** Start Data rows **

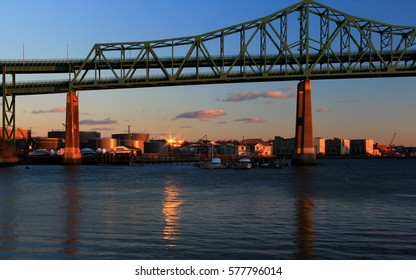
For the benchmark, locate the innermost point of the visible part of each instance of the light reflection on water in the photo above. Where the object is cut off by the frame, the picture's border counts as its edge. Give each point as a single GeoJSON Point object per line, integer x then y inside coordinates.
{"type": "Point", "coordinates": [337, 210]}
{"type": "Point", "coordinates": [171, 210]}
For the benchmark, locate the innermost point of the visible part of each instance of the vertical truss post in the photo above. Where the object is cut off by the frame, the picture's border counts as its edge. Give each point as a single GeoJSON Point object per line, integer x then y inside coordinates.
{"type": "Point", "coordinates": [242, 46]}
{"type": "Point", "coordinates": [283, 40]}
{"type": "Point", "coordinates": [9, 110]}
{"type": "Point", "coordinates": [263, 44]}
{"type": "Point", "coordinates": [304, 36]}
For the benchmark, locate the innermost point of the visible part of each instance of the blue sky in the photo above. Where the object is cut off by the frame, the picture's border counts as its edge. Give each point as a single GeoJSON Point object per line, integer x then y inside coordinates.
{"type": "Point", "coordinates": [361, 108]}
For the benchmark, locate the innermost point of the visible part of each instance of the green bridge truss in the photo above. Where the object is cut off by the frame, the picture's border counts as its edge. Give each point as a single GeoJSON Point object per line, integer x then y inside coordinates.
{"type": "Point", "coordinates": [327, 44]}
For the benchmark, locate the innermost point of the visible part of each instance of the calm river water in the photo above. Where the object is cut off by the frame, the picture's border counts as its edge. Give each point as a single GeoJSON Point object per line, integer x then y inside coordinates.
{"type": "Point", "coordinates": [341, 209]}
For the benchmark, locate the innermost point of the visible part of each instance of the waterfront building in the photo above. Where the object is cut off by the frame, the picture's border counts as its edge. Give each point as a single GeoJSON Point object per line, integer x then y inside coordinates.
{"type": "Point", "coordinates": [319, 144]}
{"type": "Point", "coordinates": [337, 147]}
{"type": "Point", "coordinates": [20, 133]}
{"type": "Point", "coordinates": [84, 136]}
{"type": "Point", "coordinates": [255, 147]}
{"type": "Point", "coordinates": [362, 147]}
{"type": "Point", "coordinates": [283, 147]}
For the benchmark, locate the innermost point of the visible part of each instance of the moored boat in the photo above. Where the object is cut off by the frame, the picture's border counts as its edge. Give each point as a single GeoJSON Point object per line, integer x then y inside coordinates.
{"type": "Point", "coordinates": [244, 163]}
{"type": "Point", "coordinates": [215, 163]}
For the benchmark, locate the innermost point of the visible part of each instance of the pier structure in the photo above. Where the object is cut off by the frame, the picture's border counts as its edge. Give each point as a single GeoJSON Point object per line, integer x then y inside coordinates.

** End Data rows **

Your task: Reproduce every line of the records above word for word, omitting the pictures.

Response to this task:
For the benchmark, locate the innermost point of the visible part of each instance of the light reflection on water in the photo above. Where the object is cut off by the frame, the picture's border counts as its edge. Give each point as a single GeoJSON Point object per line, integer x then y inside coordinates.
{"type": "Point", "coordinates": [337, 210]}
{"type": "Point", "coordinates": [171, 210]}
For the benchmark, locate the innermost point of the visible part of each instance of the vertical truss post in the photo above. Where the object is cut off by the frame, the picture's border counts as its edge. Give each point as a single GeoJSON Point object per line, integer x then y inside coordinates.
{"type": "Point", "coordinates": [242, 46]}
{"type": "Point", "coordinates": [283, 40]}
{"type": "Point", "coordinates": [9, 110]}
{"type": "Point", "coordinates": [263, 44]}
{"type": "Point", "coordinates": [304, 36]}
For the benchmark, locate the innermost point of the visible part of each instance of the blue sky in the photo above. Where the object is cut off by the frame, the picture's border counts as its edge. Give each point as a single GeoJSON Point object per line, integer x then y inside coordinates.
{"type": "Point", "coordinates": [361, 108]}
For the benchmark, locate the innermost point of the visible part of each instance of the green bridge truss in the photo above. Where the object is cut off by the frame, the picture's border counts as its edge. Give each point as a single GeoJSON Point object per line, integer x then y inside coordinates.
{"type": "Point", "coordinates": [327, 44]}
For the benchmark, locate the innermost point of the visible part of each instance of the calm river water in the photo above. Where the object is cut off by the frame, the picture's border counts as its edge. Give each point as a single GeoJSON Point object per line, integer x then y inside coordinates.
{"type": "Point", "coordinates": [341, 209]}
For the benchmark, locate the innermost point of the visible part of each instance of the waterfront building in the photo above. Where the object is cut off by the frame, the picture's border counts as its edge. Give each point as a single GeoJSON Point object per line, integer x then y inside coordinates.
{"type": "Point", "coordinates": [319, 144]}
{"type": "Point", "coordinates": [337, 147]}
{"type": "Point", "coordinates": [20, 133]}
{"type": "Point", "coordinates": [84, 136]}
{"type": "Point", "coordinates": [255, 147]}
{"type": "Point", "coordinates": [362, 147]}
{"type": "Point", "coordinates": [283, 147]}
For the benchmark, locate the innermost point of the visible part of each instance of the moored boat in the photo above. Where the object is cut off by the frame, the picture's border counts as its edge. Give each point as a single GeoJSON Point object per line, integer x then y inside coordinates.
{"type": "Point", "coordinates": [244, 163]}
{"type": "Point", "coordinates": [215, 163]}
For the benchmark, locate the innermost point of the visible part of each instance of the pier structure in the photo above. Where the object is cut off by the frame, the picture's border counts as its edge. Give each point as a single GeoJSON Point object per line, integer x then y inside coordinates.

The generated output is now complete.